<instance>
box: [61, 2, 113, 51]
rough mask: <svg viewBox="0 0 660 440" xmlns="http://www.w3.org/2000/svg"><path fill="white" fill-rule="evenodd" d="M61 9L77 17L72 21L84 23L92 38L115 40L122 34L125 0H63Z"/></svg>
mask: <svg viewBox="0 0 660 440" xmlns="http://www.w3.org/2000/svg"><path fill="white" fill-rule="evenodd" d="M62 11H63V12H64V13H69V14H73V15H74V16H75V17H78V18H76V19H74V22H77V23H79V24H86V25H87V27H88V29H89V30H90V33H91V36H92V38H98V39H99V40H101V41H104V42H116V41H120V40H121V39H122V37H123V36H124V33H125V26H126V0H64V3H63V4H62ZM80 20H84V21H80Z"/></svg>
_____
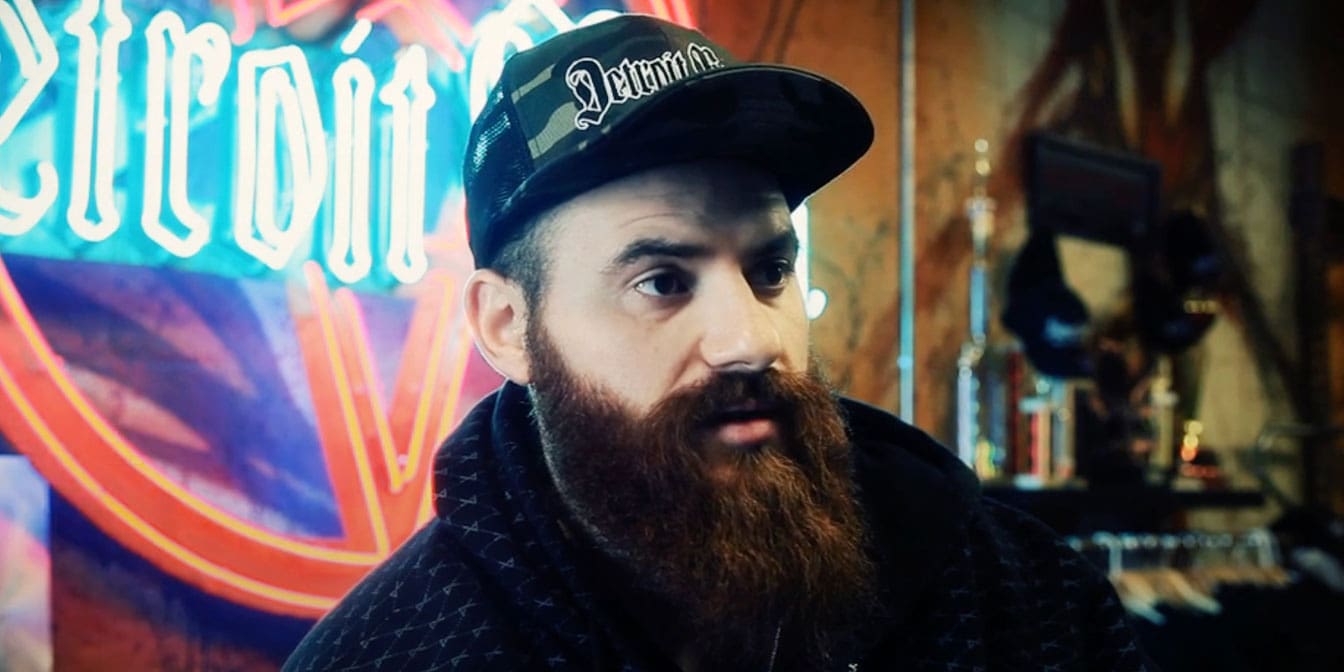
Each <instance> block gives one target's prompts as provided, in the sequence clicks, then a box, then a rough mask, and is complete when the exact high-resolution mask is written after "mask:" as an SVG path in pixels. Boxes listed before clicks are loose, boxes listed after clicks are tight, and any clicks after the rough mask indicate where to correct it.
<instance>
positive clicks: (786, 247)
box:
_____
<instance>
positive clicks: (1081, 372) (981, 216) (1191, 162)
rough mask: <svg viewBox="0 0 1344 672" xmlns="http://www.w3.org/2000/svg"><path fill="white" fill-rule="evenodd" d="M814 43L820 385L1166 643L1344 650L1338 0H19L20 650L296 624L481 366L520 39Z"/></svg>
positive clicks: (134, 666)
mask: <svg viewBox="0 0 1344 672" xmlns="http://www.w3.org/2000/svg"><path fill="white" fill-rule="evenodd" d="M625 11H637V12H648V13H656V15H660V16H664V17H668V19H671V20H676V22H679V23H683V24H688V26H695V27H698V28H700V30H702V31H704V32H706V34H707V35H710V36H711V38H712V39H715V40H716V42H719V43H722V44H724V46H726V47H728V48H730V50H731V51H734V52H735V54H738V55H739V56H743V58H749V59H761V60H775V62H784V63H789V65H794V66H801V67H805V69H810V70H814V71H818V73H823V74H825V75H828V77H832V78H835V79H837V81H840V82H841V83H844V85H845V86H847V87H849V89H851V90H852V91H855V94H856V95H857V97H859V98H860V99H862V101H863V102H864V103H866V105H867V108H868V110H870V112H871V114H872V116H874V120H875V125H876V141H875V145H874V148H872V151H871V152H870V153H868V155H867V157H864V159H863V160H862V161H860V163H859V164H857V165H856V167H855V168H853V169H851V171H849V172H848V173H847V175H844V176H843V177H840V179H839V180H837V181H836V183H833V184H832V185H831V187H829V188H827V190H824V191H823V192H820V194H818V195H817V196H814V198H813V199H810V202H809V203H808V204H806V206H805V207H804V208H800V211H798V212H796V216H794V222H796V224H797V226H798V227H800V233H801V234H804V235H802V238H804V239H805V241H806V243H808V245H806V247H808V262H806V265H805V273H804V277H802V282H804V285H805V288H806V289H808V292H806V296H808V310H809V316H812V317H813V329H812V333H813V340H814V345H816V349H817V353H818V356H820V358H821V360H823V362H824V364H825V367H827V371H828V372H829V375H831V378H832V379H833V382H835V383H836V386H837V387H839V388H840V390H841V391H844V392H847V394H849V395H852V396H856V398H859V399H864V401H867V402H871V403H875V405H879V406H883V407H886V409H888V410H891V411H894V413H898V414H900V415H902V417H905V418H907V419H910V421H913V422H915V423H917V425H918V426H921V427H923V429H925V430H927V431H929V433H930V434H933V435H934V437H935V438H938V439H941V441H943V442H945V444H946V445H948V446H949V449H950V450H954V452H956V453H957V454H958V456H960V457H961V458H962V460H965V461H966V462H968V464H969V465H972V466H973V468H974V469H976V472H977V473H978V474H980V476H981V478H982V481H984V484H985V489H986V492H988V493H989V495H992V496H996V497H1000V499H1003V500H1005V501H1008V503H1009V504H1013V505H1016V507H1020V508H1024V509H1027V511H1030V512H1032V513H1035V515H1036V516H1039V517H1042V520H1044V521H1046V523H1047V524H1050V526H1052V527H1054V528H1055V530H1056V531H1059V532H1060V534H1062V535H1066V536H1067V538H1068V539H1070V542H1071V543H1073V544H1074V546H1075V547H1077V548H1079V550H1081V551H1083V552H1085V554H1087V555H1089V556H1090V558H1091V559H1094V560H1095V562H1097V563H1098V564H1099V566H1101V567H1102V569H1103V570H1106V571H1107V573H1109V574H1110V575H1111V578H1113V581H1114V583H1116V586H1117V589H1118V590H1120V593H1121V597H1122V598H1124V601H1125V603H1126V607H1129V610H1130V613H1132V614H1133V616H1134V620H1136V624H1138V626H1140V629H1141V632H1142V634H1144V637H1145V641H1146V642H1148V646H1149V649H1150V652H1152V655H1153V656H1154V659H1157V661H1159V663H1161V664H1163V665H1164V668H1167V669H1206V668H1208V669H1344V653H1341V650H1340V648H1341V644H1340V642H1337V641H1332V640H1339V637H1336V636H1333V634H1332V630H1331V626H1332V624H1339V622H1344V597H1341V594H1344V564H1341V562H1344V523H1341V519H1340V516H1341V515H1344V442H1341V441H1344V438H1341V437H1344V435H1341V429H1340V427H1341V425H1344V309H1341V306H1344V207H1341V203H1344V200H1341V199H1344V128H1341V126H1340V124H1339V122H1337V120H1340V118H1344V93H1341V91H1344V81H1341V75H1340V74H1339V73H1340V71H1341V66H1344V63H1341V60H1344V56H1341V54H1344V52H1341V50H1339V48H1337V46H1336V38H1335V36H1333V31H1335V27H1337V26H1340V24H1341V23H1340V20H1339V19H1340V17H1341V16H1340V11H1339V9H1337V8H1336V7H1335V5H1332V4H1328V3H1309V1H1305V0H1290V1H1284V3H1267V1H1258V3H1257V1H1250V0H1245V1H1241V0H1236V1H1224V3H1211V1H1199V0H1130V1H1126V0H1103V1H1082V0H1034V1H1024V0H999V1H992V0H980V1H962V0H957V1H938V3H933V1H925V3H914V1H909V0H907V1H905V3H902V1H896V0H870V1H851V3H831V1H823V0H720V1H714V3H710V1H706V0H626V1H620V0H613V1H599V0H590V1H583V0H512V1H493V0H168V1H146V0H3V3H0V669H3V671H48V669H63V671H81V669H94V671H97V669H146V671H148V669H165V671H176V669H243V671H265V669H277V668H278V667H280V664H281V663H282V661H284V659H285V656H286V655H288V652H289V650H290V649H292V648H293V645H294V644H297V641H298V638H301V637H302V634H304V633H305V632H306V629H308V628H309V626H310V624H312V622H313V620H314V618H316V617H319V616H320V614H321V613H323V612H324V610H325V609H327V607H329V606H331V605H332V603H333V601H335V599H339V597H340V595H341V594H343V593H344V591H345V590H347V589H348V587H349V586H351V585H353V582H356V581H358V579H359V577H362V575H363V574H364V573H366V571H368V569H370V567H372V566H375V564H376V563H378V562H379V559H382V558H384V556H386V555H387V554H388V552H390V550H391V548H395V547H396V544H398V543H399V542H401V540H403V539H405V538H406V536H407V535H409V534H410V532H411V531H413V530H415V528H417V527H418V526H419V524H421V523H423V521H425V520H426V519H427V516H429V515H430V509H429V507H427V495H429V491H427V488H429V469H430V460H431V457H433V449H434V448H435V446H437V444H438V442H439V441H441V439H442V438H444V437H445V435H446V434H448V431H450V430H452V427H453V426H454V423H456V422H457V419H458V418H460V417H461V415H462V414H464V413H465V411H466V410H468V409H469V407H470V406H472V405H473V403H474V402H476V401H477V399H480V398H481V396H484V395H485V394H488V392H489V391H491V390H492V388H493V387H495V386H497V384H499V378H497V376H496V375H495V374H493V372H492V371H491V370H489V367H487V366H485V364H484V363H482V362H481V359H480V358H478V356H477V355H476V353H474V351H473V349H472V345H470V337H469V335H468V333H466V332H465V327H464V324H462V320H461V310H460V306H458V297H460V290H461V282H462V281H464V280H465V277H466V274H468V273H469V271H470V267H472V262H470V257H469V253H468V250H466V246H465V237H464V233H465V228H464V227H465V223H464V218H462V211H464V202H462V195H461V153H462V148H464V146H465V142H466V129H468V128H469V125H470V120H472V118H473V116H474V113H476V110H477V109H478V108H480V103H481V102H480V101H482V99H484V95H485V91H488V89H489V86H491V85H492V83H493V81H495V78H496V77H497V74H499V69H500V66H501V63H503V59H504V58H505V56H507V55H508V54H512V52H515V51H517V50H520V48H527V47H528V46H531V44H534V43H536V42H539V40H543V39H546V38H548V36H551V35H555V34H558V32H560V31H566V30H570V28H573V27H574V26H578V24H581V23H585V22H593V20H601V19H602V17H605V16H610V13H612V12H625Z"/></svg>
_____
§ Prompt:
Of all the entries above, output exactly the lines between the one holding "positive clicks: (1081, 372)" and the one holding "43L820 385L1166 643L1344", inclusive.

§ Completed task:
positive clicks: (1081, 372) (981, 216) (1191, 162)
rough mask: <svg viewBox="0 0 1344 672" xmlns="http://www.w3.org/2000/svg"><path fill="white" fill-rule="evenodd" d="M814 43L820 385L1166 643L1344 650L1338 0H19L20 650L296 624L481 366L520 39Z"/></svg>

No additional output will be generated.